▸ Stated goal 1
In the appeal excerpt, on what date did the motor vehicle accident involving the foster children occur?
▸ Stated goal 2
Resume the appeal excerpt after its final sentence, writing the next part of the account.

▸ Text shown

Plaintiff, Brian Cadwallader, appeals the trial court’s judgment granting summary judgment to defendant, Allstate Insurance Company, and denying summary judgment to plaintiff.
The undisputed facts of this case are as follows: On May 23, 1998, M.S., N.A. and O.P.1 were foster children of Dinnah Ruf-fin, and were involved in a motor vehicle accident while riding in a vehicle owned by Marietta Beraud and operated by Natalie Beraud. The plaintiff in this case is Brian Cadwallader, appearing as La. C.C.P. art. 683(D) representative of M.S.; as attorney for T. Darlene Bewley, the La. C.C.P. art. 683(D) representative of N.A.; and as attorney for Lawrence Pichler, the provisional tutrix ad litem of O.P. Plaintiff filed suit against Natalie Beraud, and Allstate Insurance Company as the liability insurer of Natalie Beraud and as the UM insurer of Dinnah Ruffin.

▸ Items
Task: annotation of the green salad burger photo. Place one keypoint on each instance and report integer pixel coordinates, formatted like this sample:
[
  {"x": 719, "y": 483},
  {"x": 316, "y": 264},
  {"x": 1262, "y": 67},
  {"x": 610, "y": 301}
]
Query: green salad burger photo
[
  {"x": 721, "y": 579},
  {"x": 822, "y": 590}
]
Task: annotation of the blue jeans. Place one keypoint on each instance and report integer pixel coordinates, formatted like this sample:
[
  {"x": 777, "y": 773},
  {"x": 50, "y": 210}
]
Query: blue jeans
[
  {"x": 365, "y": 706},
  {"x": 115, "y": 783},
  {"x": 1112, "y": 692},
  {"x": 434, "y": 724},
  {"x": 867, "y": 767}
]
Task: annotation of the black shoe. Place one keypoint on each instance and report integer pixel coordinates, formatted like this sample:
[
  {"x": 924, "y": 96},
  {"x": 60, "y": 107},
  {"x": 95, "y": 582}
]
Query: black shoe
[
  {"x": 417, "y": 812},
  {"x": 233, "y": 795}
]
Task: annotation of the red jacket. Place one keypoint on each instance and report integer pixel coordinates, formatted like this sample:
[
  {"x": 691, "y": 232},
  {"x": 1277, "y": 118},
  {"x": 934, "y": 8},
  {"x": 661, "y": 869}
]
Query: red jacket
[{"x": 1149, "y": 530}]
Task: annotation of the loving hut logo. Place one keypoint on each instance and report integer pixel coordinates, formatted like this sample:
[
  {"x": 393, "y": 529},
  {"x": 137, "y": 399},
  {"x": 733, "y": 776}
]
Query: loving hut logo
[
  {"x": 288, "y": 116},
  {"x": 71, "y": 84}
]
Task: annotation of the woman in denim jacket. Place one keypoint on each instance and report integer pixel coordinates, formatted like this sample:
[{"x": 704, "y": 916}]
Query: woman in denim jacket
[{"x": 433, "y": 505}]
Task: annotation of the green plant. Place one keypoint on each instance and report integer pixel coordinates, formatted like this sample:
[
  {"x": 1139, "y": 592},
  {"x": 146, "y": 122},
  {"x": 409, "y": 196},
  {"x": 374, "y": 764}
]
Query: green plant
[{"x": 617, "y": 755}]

▸ Task response 1
May 23, 1998.

▸ Task response 2
Plaintiffs claims against Allstate in its capacity as the liability insurer of Natalie Beraud were settled. Cross motions for summary judgment were filed by plaintiff and Allstate on the issue of whether or not the foster children of Dinnah Ruffin are covered under her UM policy with Allstate. Plaintiff argued that the bfoster children are covered under the policy, and Allstate argued that they are not. In support of its motion, Allstate filed a memorandum and a copy of its policy issued to Ruffin. Plaintiff filed a memorandum in. support of its motion. The Allstate UM policy at issue lists insured persons as ‘You and any resident relative.” The issue presented by the cross motions for summary judgment is whether a foster child is a resident relative under the policy. The trial court granted Allstate’s motion for summary judgment, and denied plaintiffs motion for summary judgment. Plaintiff now appeals.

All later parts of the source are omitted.